-- Begin --

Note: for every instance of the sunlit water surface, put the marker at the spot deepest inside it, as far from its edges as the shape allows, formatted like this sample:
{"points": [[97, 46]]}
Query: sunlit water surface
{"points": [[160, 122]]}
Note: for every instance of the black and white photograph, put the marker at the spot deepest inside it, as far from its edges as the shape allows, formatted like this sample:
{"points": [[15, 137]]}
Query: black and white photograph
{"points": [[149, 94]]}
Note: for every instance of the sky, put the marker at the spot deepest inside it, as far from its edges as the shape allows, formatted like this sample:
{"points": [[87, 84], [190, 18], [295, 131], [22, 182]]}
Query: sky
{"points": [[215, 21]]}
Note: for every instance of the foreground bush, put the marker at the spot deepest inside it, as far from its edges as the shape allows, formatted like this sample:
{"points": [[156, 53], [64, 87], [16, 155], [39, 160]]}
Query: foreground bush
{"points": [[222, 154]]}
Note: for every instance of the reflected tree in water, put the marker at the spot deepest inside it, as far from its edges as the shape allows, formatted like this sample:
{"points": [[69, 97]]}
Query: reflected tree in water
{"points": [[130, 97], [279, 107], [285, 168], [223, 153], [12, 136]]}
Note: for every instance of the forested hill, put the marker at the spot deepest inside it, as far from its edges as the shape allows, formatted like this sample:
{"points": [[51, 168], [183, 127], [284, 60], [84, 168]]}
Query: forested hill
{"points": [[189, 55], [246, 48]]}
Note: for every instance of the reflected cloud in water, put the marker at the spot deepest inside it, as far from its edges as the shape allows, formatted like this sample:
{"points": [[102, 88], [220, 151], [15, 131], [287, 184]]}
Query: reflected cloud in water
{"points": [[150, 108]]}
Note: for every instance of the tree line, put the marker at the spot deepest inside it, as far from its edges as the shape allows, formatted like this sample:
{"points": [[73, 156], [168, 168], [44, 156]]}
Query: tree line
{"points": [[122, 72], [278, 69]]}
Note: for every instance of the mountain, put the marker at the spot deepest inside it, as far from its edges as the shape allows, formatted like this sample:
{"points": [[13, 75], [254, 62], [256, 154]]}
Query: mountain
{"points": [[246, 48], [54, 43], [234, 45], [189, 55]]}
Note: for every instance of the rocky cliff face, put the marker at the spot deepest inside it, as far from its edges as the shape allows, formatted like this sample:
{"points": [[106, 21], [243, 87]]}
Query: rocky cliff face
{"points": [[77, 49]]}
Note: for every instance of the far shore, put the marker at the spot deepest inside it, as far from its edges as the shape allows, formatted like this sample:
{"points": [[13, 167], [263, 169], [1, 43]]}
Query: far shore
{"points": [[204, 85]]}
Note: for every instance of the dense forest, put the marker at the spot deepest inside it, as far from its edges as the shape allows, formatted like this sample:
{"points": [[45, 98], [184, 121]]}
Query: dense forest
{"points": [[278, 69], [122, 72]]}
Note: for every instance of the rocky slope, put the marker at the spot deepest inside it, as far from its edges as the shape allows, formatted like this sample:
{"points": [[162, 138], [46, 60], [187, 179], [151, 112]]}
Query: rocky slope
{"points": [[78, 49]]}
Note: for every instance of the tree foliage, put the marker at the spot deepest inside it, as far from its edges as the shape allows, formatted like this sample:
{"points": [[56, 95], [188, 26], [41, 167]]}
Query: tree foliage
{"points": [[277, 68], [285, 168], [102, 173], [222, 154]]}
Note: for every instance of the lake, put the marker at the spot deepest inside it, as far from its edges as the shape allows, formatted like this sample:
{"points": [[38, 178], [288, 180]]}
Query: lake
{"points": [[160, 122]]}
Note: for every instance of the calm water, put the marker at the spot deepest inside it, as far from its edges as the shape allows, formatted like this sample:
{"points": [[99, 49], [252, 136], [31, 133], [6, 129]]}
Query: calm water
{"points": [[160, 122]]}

-- End --

PROBLEM REQUIREMENTS
Write out the entries again, requests included, from the line that has "Note: for every instance of the lake, put" through the end. Raise every coordinate in the answers by 14 and leave everything else unchanged.

FULL SOLUTION
Note: for every instance of the lake, put the marker at the spot deepest inside it, as far from its edges as the shape allows, formatted like this sample:
{"points": [[38, 178], [288, 180]]}
Query: lake
{"points": [[174, 136]]}
Note: for every instance of the calm water, put the marker at the spot deepest inside it, as far from its edges as the shape allows, formatted like this sample:
{"points": [[99, 49], [252, 136], [31, 133], [6, 129]]}
Query: calm water
{"points": [[174, 136]]}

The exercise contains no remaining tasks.